### PROBLEM TO WORK ON
Copy the items below word for word, from the line containing "For the test set, locate each instance of the tall" through the last line, including both.

##### DATA FOR PROCESSING

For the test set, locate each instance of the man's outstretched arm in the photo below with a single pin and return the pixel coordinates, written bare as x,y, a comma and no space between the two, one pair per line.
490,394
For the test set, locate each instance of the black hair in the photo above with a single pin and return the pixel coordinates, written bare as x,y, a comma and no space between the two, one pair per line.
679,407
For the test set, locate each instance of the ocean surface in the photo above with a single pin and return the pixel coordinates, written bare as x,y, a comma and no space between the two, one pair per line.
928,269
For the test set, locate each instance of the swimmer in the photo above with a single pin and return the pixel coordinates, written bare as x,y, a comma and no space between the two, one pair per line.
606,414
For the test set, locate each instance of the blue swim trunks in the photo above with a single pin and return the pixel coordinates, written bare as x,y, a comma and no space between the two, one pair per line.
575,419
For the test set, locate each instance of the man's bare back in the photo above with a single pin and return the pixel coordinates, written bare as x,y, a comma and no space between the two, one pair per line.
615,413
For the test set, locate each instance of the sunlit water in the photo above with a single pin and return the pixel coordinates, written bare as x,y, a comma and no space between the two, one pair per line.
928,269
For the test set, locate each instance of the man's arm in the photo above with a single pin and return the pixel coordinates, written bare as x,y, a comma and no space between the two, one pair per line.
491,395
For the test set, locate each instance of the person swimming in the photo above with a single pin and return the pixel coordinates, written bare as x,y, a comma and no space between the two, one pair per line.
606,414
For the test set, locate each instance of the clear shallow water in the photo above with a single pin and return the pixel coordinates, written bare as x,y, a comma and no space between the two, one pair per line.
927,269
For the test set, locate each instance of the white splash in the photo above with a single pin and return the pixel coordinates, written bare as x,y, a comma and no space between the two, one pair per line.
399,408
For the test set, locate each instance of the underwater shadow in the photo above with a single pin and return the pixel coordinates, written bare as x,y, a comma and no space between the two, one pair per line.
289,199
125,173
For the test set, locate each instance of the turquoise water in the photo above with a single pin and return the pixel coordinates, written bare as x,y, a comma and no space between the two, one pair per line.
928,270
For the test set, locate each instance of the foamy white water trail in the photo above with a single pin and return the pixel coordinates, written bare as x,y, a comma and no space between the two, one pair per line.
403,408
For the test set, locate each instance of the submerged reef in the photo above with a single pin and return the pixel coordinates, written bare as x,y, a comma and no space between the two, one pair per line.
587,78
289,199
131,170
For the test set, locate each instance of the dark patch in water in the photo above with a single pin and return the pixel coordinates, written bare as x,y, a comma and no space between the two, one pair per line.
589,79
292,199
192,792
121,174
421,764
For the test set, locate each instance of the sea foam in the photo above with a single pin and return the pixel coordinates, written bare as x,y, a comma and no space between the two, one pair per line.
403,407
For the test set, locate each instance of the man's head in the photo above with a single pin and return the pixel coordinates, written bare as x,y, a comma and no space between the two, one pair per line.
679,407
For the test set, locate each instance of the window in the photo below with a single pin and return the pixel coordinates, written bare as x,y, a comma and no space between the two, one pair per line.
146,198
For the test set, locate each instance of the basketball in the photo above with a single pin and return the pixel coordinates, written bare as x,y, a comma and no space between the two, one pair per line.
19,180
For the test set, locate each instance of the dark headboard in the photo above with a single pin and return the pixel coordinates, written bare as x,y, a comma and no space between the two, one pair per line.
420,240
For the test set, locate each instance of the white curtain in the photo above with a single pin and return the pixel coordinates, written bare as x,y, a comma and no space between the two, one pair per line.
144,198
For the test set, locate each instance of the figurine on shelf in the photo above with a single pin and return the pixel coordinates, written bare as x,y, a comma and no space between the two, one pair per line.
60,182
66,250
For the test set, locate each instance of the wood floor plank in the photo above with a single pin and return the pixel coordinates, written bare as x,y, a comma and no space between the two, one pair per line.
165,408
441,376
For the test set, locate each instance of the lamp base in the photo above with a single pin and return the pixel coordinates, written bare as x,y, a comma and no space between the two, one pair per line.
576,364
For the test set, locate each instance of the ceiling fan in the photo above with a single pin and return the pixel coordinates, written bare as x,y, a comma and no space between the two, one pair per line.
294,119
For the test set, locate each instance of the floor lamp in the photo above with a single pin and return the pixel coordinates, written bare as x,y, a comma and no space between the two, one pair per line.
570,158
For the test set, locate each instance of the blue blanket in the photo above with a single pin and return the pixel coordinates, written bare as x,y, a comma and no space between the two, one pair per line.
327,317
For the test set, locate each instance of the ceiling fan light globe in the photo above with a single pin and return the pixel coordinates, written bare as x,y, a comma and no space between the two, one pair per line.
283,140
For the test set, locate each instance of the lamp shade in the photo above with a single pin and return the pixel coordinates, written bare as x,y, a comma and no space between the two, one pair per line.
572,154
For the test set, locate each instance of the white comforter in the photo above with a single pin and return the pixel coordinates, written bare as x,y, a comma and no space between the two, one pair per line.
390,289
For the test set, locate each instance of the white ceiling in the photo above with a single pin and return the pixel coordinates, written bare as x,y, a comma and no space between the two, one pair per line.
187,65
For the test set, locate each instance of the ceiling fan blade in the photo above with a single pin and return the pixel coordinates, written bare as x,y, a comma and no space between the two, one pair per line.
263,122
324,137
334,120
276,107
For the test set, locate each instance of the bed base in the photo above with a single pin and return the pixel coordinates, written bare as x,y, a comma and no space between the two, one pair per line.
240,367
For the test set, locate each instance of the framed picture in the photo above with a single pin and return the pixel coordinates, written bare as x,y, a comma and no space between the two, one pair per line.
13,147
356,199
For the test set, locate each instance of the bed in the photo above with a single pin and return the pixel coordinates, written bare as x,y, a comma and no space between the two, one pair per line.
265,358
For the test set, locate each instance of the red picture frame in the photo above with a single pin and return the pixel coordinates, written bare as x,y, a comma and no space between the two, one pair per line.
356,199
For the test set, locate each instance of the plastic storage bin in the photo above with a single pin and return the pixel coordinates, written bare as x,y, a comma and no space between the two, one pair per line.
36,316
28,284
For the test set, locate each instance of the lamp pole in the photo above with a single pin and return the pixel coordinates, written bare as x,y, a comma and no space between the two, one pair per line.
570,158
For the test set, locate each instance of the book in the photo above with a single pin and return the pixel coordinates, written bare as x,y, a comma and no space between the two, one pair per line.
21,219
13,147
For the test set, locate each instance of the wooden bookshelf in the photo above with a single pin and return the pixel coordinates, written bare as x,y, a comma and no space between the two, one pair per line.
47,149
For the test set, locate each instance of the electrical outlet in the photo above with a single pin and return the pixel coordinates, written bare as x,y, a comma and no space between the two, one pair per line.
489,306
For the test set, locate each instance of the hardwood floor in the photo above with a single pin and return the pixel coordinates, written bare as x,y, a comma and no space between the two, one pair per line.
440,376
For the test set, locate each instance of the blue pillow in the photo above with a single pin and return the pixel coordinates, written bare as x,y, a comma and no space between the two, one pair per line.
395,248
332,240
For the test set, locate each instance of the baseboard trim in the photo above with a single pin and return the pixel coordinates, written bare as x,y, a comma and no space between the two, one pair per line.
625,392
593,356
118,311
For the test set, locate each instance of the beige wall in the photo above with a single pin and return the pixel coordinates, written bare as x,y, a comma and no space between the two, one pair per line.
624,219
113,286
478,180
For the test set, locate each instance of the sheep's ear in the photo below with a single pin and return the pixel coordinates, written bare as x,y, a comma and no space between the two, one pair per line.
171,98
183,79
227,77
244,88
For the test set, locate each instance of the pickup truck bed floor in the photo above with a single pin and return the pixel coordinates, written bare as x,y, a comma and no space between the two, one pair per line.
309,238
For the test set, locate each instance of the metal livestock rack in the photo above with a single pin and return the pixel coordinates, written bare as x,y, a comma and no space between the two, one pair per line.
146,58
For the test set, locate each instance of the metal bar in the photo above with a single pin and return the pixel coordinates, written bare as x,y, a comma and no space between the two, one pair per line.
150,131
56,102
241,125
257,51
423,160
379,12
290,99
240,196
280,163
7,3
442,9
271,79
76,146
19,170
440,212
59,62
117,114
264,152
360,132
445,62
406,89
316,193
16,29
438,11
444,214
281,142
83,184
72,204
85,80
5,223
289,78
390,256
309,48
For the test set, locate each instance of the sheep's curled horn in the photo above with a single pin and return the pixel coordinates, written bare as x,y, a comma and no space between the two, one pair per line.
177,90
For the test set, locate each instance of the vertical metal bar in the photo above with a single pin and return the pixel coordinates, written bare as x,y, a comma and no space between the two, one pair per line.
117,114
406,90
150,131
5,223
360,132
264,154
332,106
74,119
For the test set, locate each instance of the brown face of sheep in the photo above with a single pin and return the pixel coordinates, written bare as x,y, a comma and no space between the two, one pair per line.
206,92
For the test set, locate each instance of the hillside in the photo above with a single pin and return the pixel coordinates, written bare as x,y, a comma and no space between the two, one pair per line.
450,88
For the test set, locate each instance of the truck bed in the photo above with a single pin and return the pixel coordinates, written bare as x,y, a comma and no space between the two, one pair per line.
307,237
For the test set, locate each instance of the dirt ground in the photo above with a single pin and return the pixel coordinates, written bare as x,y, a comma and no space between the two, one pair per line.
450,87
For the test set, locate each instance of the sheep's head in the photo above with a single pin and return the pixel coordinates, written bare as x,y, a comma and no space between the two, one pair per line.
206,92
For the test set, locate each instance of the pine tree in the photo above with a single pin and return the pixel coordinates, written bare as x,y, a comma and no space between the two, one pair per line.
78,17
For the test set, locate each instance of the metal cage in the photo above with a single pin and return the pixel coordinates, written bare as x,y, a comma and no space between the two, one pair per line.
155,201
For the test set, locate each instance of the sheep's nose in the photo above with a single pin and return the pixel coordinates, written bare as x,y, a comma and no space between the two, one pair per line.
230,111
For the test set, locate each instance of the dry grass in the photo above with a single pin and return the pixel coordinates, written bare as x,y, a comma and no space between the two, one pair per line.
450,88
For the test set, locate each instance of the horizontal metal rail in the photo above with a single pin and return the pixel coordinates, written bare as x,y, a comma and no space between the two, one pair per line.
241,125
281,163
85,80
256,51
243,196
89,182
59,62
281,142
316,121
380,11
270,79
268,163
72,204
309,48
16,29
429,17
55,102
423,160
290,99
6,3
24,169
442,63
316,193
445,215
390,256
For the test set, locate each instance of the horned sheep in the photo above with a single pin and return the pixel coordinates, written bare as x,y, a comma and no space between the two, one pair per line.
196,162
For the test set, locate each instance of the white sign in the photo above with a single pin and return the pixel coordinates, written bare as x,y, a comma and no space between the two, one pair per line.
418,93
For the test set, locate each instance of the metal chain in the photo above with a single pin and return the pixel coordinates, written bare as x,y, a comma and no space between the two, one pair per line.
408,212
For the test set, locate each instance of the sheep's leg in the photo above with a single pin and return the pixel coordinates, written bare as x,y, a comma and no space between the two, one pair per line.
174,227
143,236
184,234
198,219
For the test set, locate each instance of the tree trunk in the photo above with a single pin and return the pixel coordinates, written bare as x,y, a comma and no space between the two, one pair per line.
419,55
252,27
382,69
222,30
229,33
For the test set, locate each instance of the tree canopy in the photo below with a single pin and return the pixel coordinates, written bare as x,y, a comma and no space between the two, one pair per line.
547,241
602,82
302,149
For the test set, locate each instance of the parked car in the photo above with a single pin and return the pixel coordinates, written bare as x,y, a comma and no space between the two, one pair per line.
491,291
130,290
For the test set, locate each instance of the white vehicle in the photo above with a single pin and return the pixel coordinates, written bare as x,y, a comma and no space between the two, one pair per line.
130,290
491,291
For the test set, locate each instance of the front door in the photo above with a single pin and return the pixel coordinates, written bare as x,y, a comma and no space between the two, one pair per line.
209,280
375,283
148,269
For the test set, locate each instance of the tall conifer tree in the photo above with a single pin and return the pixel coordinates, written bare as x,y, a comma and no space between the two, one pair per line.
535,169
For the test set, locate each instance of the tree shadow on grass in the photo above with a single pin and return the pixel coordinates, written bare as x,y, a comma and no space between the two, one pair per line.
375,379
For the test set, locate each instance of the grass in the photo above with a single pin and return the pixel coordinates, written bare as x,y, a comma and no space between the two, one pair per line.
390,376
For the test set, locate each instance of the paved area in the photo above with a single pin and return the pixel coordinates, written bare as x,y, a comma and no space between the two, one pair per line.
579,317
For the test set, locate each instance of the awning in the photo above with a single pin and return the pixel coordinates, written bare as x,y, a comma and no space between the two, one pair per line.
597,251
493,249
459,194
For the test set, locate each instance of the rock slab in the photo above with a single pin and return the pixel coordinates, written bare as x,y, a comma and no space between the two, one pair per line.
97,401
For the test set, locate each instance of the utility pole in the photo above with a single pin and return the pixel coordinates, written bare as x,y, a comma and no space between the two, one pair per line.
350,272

##########

### THE OUTPUT
For the test set, locate each instance of the tall conifer tree in the photo above with a single pin and return the pixel coordinates, written bare as x,y, a comma and no space between the two, one pair per line.
535,169
For the test set, locate each instance of the tree shadow on grass in the photo above with a single pin and return the pixel coordinates, written bare as x,y, a comma and no space between the two, one pair per line.
375,379
For the test set, locate each instance of the grass in the photo above with a single pin and return the pixel coordinates, written bare as x,y, a comma and no space between the two, one pair per line.
390,376
For the test set, locate each instance of the paved area in the photo above with a single pin and return the pixel coordinates, written bare as x,y, a comma and no space between the two, one pair per line.
579,317
For the test set, locate each instance of the awning in the photo above with a single pin and return the pixel coordinates, written bare as x,y, a comma and no space between the two, one pair per line.
597,251
493,249
459,194
For the test set, locate each instance of the rock slab in the photo above with a single pin and return the pixel coordinates, written bare as x,y, a comma and no space between the two, one pair per line.
97,401
For the test set, locate each instance of the utility pole in the photo above with a single pin and return the pixel coordinates, written bare as x,y, a comma and no space between the two, one pair per line.
350,272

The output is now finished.